Record excerpts:
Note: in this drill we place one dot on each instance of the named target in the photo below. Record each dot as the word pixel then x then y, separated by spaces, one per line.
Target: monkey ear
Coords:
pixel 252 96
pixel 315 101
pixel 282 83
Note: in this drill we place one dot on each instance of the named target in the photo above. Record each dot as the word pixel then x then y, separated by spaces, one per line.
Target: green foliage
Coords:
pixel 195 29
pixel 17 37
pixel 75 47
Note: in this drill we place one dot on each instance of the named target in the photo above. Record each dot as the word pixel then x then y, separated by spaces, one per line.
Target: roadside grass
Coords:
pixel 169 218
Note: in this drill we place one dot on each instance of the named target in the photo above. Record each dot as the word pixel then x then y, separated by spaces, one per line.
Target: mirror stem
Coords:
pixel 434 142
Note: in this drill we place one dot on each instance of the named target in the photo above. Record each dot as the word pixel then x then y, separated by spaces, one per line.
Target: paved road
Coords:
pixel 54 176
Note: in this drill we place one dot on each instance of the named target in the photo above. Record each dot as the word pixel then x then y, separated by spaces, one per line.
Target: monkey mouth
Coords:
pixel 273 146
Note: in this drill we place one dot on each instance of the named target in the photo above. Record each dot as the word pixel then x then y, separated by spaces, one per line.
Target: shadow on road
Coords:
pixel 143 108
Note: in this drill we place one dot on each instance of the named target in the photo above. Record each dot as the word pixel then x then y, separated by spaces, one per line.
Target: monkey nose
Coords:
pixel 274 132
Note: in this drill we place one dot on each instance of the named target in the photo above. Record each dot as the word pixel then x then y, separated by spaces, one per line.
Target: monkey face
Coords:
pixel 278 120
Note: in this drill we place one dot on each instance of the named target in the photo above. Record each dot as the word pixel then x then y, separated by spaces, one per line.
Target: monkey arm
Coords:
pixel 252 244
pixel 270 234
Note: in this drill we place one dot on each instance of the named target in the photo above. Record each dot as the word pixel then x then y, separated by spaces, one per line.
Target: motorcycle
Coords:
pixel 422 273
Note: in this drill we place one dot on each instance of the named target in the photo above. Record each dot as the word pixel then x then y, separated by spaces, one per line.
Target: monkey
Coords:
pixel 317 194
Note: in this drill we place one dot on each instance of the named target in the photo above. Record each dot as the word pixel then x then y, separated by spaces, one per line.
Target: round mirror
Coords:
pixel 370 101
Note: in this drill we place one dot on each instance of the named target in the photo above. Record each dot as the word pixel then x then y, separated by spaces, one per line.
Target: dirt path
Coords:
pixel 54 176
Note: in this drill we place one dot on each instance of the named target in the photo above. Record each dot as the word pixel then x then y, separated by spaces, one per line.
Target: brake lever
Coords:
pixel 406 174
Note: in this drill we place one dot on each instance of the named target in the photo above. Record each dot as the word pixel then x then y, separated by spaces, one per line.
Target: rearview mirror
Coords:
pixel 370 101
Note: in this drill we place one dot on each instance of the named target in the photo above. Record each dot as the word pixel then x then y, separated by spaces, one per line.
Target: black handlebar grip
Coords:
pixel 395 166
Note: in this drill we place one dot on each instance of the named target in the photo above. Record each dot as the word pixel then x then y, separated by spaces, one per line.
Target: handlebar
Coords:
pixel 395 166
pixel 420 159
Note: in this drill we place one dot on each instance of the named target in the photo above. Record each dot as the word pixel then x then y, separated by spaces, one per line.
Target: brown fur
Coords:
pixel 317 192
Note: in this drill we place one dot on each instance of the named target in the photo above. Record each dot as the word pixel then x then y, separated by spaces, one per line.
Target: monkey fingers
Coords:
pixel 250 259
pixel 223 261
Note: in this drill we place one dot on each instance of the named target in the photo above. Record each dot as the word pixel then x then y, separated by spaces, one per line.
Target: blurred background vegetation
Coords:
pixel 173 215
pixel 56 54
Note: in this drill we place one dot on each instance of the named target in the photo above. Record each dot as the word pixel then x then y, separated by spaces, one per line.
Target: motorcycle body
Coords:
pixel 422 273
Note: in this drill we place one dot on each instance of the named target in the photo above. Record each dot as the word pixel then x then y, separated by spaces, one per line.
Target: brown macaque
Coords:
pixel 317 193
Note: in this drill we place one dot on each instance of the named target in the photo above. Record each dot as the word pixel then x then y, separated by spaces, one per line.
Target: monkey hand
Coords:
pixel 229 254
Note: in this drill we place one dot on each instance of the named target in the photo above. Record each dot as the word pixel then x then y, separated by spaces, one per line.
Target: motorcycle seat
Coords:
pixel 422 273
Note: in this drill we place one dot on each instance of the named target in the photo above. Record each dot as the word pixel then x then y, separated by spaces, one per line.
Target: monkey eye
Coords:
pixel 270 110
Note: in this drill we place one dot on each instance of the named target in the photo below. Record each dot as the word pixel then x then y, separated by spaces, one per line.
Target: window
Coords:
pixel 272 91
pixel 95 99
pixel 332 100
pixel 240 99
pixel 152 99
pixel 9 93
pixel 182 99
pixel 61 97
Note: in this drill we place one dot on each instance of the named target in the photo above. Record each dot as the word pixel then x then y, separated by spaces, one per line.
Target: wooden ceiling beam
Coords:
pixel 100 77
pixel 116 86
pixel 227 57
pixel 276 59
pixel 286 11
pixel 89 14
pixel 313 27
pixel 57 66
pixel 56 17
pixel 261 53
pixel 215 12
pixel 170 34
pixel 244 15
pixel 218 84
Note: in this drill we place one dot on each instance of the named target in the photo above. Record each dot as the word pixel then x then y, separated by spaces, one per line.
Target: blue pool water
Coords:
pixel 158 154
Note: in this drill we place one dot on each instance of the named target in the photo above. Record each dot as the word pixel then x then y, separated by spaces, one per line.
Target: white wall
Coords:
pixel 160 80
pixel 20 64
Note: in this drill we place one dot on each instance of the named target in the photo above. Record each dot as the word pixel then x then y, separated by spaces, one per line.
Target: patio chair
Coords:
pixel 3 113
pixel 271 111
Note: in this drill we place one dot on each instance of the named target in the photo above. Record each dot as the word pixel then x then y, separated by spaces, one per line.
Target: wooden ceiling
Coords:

Exercise description: Output each line of the records above exactly.

Written response:
Note: in this drill we place one dot on each instance of the named target in the photo below. Record each dot as the word pixel then x then y, separated by spaces, one per line.
Target: monkey ear
Coords:
pixel 252 96
pixel 315 101
pixel 282 83
Note: in this drill we place one dot on each instance of the named target in the photo above. Record each dot as the word pixel then x then y, separated by spaces, one per line.
Target: green foliage
Coords:
pixel 195 29
pixel 17 37
pixel 75 47
Note: in this drill we place one dot on each instance of the named target in the photo above. Record each dot as the word pixel then x then y, separated by spaces, one per line.
Target: roadside grass
Coords:
pixel 169 218
Note: in this drill we place one dot on each instance of the named target in the photo above. Record each dot as the word pixel then x then y, separated by spaces, one per line.
Target: mirror stem
Coords:
pixel 434 142
Note: in this drill we place one dot on each instance of the named target in the photo above. Record each dot as the word pixel then x then y, separated by spaces, one per line.
Target: paved road
Coords:
pixel 54 176
Note: in this drill we place one dot on each instance of the named target in the photo above. Record each dot as the word pixel then x then y, separated by spaces, one per line.
Target: monkey mouth
Coords:
pixel 273 146
Note: in this drill we place one dot on each instance of the named target in the photo above. Record each dot as the word pixel then x then y, separated by spaces, one per line.
Target: shadow on road
Coords:
pixel 143 108
Note: in this drill we place one dot on each instance of the named target in the photo above. Record each dot as the word pixel then x then y, separated by spaces, one per line.
Target: monkey nose
Coords:
pixel 274 132
Note: in this drill we place one dot on each instance of the named target in the photo above. Record each dot as the word pixel then x then y, separated by spaces, one per line.
Target: monkey face
Coords:
pixel 278 120
Note: in this drill we place one dot on each instance of the named target in the photo above. Record each dot as the word pixel then x then y, separated by spaces, one per line.
Target: monkey arm
Coords:
pixel 252 244
pixel 270 234
Note: in this drill we place one dot on each instance of the named target in the photo above. Record each dot as the word pixel then x then y, separated by spaces, one per line.
Target: motorcycle
Coords:
pixel 422 273
Note: in this drill we place one dot on each instance of the named target in the photo above. Record each dot as the word pixel then x then y, separated by spaces, one per line.
Target: monkey
Coords:
pixel 317 194
Note: in this drill we place one dot on each instance of the named target in the photo above. Record each dot as the word pixel then x then y, separated by spaces, one per line.
Target: round mirror
Coords:
pixel 370 101
Note: in this drill we place one dot on each instance of the named target in the photo above. Record each dot as the word pixel then x then y, separated by spaces, one per line.
Target: dirt path
Coords:
pixel 54 176
Note: in this drill we place one dot on each instance of the named target in the photo above. Record each dot as the word pixel then x then y, separated by spaces, one per line.
Target: brake lever
Coords:
pixel 406 174
Note: in this drill we place one dot on each instance of the named target in the photo above. Record each dot as the word pixel then x then y, separated by spaces, one per line.
Target: rearview mirror
Coords:
pixel 370 101
Note: in this drill we place one dot on each instance of the named target in the photo above. Record each dot as the word pixel then x then y, separated by spaces, one per line.
Target: black handlebar grip
Coords:
pixel 395 166
Note: in this drill we place one dot on each instance of the named target in the photo above. Record each dot as the word pixel then x then y, separated by spaces, one per line.
Target: handlebar
Coords:
pixel 395 166
pixel 420 159
Note: in this drill we place one dot on each instance of the named target in the photo above. Record each dot as the word pixel then x then y, separated by spaces, one per line.
Target: brown fur
Coords:
pixel 317 192
Note: in this drill we place one dot on each instance of the named target in the photo above. Record each dot as the word pixel then x then y, separated by spaces, one per line.
Target: monkey fingers
Coords:
pixel 250 259
pixel 223 261
Note: in this drill we place one dot on each instance of the named target in the photo above. Record each dot as the word pixel then x then y, separated by spaces, one per line.
Target: blurred background vegetation
Coords:
pixel 173 215
pixel 56 54
Note: in this drill we place one dot on each instance of the named target in the photo above. Record each dot as the word pixel then x then y, separated by spaces, one per line.
Target: motorcycle body
Coords:
pixel 422 273
Note: in this drill we place one dot on each instance of the named target in the photo above. Record each dot as the word pixel then x then y, separated by spaces, one per line.
Target: brown macaque
Coords:
pixel 317 193
Note: in this drill we place one dot on each instance of the named target in the photo above. Record each dot as the word pixel then x then y, separated by spaces, one per line.
Target: monkey hand
Coords:
pixel 229 254
Note: in this drill we place one dot on each instance of the named target in the photo above. Record each dot as the word pixel then x then y, separated by spaces, one per line.
Target: motorcycle seat
Coords:
pixel 422 273
Note: in this drill we place one dot on each instance of the named target in the photo above. Record each dot as the word pixel then x then y, separated by spaces, one per line.
Target: monkey eye
Coords:
pixel 270 110
Note: in this drill we place one dot on each instance of the named target in the photo below. Record each dot as the word pixel then x then y, separated by spaces, one per line.
Target: window
Coords:
pixel 272 91
pixel 95 99
pixel 332 100
pixel 240 99
pixel 152 99
pixel 9 93
pixel 182 99
pixel 61 97
Note: in this drill we place one dot on each instance of the named target in the photo above. Record each dot as the word pixel then x then y, separated by spaces, one per line.
Target: wooden ceiling beam
Coords:
pixel 100 77
pixel 116 86
pixel 227 57
pixel 276 59
pixel 286 11
pixel 89 14
pixel 313 27
pixel 57 66
pixel 56 17
pixel 261 53
pixel 215 12
pixel 170 34
pixel 244 15
pixel 218 84
Note: in this drill we place one dot on each instance of the named target in the photo above. Record each dot as the word pixel then x then y, separated by spaces, one per line.
Target: blue pool water
Coords:
pixel 158 154
Note: in this drill we place one dot on each instance of the named target in the photo above. Record each dot as the word pixel then x then y, separated by spaces, one per line.
Target: white wall
Coords:
pixel 160 80
pixel 20 64
Note: in this drill we place one dot on each instance of the named target in the photo above. Record each dot as the word pixel then x then y, separated by spaces, one per line.
Target: patio chair
Coords:
pixel 3 113
pixel 271 111
Note: in this drill we place one dot on each instance of the named target in the photo above. Record each dot as the word pixel then x then y, separated by spaces, one per line.
Target: wooden ceiling
Coords:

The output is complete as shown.